EXTRACT PROVIDED:
Takes one element and produces one element.

  • FlatMap: DataStream → DataStream

Takes one element and produces zero, one, or more elements.

Check out more about Flink operators here

  • Anatomy of a Flink Program:

Flink programs look like regular programs that transform DataStreams. Each program consists of the same basic parts:

  1. Obtain an execution environment,
  2. Load/create the initial data,
  3. Specify transformations on this data,
  4. Specify where to put the results of your computations,
  5. Trigger the program execution

Read More about Flink here

Leveraging EMR

Here’s the description provided by Amazon for the EMR service:

Amazon EMR is the industry-leading cloud big data platform for processing vast amounts of data using open source tools such as Apache Spark, Apache Hive, Apache HBase, Apache Flink, Apache Hudi, and Presto. For short-running jobs, you can spin up and spin down clusters and pay per second for the instances used. For long-running workloads, you can create highly available clusters that automatically scale to meet demand. If you have existing on-premises deployments of open source tools such as Apache Spark and Apache Hive, you can also run EMR clusters on AWS Outposts.

Official Amazon documentation to create EMR cluster with Apache Flink can be found here

Understanding clusters and nodes:

The central component of Amazon EMR is the cluster. A cluster is a collection of Amazon Elastic Compute Cloud (Amazon EC2) instances. Each instance in the cluster is called a node. Each node has a role within the cluster, referred to as the node type. Amazon EMR also installs different software components on each node type, giving each node a role in a distributed application like Apache Hadoop.

[Segmentation dataset records]
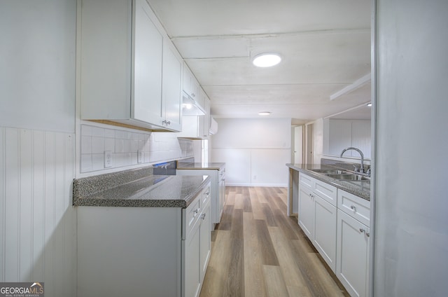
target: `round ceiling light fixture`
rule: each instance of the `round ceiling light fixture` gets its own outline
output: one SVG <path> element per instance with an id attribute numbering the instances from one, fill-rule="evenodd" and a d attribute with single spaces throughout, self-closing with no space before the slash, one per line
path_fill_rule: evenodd
<path id="1" fill-rule="evenodd" d="M 258 116 L 269 116 L 271 114 L 270 111 L 260 111 Z"/>
<path id="2" fill-rule="evenodd" d="M 275 53 L 263 53 L 253 57 L 252 63 L 258 67 L 270 67 L 280 63 L 281 57 Z"/>

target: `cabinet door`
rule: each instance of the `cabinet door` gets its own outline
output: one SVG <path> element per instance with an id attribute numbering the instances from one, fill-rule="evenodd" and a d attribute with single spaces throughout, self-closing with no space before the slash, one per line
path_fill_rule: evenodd
<path id="1" fill-rule="evenodd" d="M 185 268 L 183 297 L 199 296 L 200 282 L 200 228 L 195 228 L 185 242 Z"/>
<path id="2" fill-rule="evenodd" d="M 181 57 L 167 41 L 163 47 L 162 98 L 167 127 L 182 130 L 182 61 Z"/>
<path id="3" fill-rule="evenodd" d="M 351 296 L 368 296 L 369 228 L 337 210 L 336 276 Z"/>
<path id="4" fill-rule="evenodd" d="M 162 125 L 162 51 L 163 36 L 151 20 L 145 0 L 136 0 L 133 32 L 132 118 Z M 110 61 L 113 63 L 113 61 Z"/>
<path id="5" fill-rule="evenodd" d="M 211 224 L 210 216 L 210 203 L 204 207 L 204 212 L 201 215 L 200 226 L 200 268 L 201 268 L 201 283 L 205 277 L 205 272 L 207 270 L 207 264 L 210 258 L 210 250 L 211 248 Z"/>
<path id="6" fill-rule="evenodd" d="M 336 207 L 321 197 L 314 198 L 313 244 L 333 271 L 336 271 Z"/>
<path id="7" fill-rule="evenodd" d="M 309 189 L 299 185 L 299 226 L 312 242 L 314 230 L 314 201 Z"/>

WHAT IS ASKED: Please list every open source tool that the Flink and EMR text names as one Amazon EMR uses to process data.

TASK ANSWER: Apache Spark, Apache Hive, Apache HBase, Apache Flink, Apache Hudi, Presto